Repeat the lines below verbatim, from the line with "Indicate every instance of the attached" up to and including the line with "Target: attached garage". Output only those lines.

··· Data supplied ···

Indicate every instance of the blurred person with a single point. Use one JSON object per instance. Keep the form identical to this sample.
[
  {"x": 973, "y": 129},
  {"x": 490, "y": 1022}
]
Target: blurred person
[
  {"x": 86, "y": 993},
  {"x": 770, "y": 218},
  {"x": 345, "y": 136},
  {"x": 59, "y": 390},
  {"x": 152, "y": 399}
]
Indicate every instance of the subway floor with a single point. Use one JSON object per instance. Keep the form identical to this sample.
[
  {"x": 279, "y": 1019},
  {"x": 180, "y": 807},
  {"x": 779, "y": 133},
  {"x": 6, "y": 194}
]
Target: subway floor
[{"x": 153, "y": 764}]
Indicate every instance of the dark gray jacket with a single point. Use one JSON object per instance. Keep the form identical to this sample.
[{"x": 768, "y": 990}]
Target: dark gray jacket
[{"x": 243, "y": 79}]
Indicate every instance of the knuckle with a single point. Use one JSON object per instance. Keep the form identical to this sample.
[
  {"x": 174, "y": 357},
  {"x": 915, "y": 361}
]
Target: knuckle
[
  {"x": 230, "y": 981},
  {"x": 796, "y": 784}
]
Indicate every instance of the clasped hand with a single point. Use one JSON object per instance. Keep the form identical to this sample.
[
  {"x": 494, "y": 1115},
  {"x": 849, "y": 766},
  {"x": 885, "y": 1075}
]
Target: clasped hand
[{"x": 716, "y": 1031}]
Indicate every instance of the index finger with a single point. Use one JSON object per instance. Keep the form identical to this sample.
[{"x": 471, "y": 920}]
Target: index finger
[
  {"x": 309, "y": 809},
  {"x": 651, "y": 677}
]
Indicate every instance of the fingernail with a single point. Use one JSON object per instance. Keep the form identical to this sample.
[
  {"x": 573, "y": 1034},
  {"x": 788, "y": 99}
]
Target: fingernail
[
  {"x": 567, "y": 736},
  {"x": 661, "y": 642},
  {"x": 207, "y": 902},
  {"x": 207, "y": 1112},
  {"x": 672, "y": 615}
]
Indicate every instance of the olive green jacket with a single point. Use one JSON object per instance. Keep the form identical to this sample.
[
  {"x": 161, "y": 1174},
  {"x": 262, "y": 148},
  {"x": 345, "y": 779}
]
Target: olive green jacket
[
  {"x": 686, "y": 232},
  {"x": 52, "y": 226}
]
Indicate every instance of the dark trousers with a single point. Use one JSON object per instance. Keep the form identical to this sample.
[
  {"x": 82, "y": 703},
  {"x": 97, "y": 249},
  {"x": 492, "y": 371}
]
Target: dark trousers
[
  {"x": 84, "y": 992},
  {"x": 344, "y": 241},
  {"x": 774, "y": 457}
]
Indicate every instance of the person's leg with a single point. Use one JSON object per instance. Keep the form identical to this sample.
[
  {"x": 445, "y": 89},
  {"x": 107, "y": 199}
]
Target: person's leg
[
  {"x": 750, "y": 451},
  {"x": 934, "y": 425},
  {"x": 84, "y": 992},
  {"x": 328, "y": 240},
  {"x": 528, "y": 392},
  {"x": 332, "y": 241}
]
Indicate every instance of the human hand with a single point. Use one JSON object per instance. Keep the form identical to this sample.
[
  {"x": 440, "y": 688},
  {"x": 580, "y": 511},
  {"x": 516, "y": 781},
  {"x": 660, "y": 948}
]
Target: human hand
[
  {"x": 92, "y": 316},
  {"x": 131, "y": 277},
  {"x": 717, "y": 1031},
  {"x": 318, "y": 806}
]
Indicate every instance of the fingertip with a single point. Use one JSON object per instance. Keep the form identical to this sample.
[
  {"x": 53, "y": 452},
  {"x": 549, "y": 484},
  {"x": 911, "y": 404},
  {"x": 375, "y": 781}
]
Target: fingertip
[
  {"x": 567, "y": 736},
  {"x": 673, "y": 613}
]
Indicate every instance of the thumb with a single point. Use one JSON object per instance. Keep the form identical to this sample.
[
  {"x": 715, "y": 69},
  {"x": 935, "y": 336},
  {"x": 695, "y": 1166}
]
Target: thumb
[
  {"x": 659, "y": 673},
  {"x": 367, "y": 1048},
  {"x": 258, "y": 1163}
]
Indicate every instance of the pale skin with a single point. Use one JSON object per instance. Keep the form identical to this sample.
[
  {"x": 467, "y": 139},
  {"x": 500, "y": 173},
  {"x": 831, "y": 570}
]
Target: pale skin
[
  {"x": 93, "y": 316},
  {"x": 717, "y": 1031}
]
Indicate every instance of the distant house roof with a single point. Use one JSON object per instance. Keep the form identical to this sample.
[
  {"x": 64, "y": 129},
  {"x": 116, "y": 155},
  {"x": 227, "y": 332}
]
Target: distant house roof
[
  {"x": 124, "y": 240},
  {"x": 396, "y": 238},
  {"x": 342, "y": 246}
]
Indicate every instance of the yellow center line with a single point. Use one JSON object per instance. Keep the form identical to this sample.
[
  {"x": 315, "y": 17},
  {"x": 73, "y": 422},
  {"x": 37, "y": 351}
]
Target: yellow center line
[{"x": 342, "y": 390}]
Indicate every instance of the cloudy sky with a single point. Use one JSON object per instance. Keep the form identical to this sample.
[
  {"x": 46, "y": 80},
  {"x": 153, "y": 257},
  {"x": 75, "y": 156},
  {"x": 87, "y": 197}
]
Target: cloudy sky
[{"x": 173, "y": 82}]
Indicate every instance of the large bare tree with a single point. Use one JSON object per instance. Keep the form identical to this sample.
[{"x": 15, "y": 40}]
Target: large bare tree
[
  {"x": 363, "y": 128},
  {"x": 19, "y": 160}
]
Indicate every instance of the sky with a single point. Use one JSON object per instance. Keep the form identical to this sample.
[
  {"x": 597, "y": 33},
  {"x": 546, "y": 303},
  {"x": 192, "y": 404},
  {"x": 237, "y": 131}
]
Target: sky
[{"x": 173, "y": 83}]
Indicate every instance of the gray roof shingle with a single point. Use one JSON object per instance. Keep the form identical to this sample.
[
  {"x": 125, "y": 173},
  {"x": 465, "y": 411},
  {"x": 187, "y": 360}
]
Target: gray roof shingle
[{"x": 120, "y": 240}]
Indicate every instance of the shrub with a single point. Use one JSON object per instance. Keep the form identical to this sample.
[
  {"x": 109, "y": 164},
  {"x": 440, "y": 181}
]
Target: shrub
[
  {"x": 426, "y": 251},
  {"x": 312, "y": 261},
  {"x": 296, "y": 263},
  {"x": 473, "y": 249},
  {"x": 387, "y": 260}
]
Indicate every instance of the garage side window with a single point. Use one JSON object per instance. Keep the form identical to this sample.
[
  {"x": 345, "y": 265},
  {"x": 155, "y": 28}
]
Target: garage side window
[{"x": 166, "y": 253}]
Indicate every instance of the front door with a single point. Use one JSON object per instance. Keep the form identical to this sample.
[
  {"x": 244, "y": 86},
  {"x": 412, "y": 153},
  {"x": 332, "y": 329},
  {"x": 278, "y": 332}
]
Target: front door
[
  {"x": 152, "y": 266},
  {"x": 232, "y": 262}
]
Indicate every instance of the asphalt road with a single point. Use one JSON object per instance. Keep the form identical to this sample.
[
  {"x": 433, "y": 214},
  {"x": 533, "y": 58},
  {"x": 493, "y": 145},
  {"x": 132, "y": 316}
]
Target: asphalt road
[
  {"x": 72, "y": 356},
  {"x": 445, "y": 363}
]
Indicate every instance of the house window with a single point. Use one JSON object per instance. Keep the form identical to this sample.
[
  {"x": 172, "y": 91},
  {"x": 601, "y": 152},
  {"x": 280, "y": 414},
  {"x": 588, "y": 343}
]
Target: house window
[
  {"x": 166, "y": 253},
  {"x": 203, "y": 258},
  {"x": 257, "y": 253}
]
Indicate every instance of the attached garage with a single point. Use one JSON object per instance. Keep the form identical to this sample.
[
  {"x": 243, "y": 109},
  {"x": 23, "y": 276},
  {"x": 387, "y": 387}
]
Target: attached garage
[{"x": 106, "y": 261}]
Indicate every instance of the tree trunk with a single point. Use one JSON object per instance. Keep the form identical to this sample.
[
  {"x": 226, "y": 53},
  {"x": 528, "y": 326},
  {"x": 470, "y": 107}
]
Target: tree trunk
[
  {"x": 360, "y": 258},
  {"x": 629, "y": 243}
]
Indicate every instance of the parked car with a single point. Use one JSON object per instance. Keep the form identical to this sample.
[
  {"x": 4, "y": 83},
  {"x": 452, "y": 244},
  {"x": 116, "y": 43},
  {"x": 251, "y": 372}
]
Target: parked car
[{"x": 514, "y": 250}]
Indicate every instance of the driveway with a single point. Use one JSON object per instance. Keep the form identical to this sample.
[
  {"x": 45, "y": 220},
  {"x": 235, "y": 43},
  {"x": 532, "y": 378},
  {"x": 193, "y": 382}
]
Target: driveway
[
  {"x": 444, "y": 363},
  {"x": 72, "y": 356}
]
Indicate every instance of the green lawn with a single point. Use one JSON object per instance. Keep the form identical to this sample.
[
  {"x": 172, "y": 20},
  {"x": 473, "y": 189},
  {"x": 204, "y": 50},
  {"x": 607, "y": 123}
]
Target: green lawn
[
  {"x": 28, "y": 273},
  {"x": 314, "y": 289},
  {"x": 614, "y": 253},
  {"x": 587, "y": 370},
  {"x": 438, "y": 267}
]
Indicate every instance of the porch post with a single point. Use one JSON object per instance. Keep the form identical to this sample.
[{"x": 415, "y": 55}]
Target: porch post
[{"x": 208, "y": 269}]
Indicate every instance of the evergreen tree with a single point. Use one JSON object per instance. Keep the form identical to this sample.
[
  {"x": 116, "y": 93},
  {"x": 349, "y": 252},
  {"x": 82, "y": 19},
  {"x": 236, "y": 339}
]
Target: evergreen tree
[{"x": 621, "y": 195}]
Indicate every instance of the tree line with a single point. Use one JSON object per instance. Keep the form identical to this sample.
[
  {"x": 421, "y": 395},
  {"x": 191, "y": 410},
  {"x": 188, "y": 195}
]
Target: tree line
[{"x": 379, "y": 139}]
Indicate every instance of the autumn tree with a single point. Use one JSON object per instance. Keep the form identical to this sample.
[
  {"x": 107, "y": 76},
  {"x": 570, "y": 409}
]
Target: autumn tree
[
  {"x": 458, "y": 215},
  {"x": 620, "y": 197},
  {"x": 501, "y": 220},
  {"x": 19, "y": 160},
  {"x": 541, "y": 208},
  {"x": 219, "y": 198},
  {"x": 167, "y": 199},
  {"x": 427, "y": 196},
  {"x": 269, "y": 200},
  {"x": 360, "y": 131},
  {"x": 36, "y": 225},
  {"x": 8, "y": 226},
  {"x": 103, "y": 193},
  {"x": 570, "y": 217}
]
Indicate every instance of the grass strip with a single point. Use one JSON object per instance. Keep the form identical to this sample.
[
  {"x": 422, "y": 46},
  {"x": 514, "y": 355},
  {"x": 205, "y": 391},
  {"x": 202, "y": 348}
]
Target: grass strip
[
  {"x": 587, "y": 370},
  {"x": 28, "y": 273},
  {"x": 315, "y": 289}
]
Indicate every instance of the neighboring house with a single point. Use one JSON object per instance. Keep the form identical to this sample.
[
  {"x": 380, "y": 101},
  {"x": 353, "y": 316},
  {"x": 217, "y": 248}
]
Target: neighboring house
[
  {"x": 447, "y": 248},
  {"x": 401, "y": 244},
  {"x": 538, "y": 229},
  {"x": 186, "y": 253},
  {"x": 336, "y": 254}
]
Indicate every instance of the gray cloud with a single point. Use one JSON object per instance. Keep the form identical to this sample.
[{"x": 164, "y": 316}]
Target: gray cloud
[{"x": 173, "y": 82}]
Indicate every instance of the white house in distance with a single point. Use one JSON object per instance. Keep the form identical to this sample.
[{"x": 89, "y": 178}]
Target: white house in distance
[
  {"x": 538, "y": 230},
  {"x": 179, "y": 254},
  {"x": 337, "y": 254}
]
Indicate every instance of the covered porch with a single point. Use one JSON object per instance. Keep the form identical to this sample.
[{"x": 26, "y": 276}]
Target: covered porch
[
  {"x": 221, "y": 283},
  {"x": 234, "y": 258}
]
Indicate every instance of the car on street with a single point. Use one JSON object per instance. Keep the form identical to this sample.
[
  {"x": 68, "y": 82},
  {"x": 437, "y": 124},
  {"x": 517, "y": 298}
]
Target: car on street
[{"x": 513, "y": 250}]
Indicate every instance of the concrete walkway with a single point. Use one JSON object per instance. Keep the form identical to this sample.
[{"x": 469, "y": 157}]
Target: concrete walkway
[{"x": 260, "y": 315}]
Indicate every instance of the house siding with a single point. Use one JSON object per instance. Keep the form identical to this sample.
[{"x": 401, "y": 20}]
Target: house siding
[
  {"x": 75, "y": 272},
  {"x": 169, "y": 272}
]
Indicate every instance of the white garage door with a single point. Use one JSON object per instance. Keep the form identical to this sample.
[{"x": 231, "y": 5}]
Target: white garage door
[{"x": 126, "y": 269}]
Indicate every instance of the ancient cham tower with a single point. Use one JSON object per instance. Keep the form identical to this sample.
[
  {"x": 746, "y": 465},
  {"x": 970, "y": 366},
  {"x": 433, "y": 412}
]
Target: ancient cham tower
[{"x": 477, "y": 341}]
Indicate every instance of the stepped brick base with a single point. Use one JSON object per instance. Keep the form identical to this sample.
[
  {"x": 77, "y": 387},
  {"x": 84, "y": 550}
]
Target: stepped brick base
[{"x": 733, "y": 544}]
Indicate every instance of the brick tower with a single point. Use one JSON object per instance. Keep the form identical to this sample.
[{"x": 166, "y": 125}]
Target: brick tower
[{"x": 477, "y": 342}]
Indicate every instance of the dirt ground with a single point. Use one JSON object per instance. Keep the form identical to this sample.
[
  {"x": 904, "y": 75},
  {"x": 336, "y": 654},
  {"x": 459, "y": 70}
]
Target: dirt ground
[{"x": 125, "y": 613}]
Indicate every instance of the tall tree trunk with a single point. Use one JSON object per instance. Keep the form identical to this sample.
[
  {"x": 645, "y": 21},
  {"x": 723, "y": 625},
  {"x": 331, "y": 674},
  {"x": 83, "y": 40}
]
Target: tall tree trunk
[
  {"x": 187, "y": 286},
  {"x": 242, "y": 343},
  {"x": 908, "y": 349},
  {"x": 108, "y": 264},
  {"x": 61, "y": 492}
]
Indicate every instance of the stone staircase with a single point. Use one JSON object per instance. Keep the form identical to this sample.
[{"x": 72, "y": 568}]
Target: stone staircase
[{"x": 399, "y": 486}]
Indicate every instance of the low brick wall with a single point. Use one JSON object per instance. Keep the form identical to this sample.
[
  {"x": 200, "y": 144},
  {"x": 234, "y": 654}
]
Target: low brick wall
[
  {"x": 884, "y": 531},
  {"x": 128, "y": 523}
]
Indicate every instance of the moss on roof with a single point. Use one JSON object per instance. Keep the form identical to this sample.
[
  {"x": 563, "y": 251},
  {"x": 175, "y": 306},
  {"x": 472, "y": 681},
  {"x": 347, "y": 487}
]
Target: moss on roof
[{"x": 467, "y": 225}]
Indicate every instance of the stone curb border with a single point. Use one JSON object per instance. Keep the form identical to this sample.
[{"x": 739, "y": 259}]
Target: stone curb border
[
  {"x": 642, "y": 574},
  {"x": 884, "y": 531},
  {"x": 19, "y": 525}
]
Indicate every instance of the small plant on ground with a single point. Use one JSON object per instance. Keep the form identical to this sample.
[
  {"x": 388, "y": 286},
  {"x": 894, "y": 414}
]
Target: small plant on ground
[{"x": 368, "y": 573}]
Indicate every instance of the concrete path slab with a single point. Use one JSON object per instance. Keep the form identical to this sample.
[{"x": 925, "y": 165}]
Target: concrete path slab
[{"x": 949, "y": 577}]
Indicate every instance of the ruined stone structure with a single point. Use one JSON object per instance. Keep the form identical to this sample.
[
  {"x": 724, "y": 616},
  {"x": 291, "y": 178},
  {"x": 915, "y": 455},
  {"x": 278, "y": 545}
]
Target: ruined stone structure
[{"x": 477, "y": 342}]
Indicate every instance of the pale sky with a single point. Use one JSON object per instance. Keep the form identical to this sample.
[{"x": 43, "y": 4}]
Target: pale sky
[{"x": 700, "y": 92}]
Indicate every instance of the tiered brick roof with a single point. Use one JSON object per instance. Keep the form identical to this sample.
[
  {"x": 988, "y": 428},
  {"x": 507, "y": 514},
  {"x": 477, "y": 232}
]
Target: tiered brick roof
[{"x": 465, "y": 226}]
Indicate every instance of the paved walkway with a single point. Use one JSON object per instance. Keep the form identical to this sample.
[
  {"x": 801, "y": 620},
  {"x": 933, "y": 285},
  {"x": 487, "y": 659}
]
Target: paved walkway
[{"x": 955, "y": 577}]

···

◆ Answer to this task
Indicate every instance of the attached garage with a single point. Use one JSON object per instance. Keep the form identical to this sample.
[
  {"x": 243, "y": 109},
  {"x": 23, "y": 276},
  {"x": 387, "y": 387}
]
Target: attached garage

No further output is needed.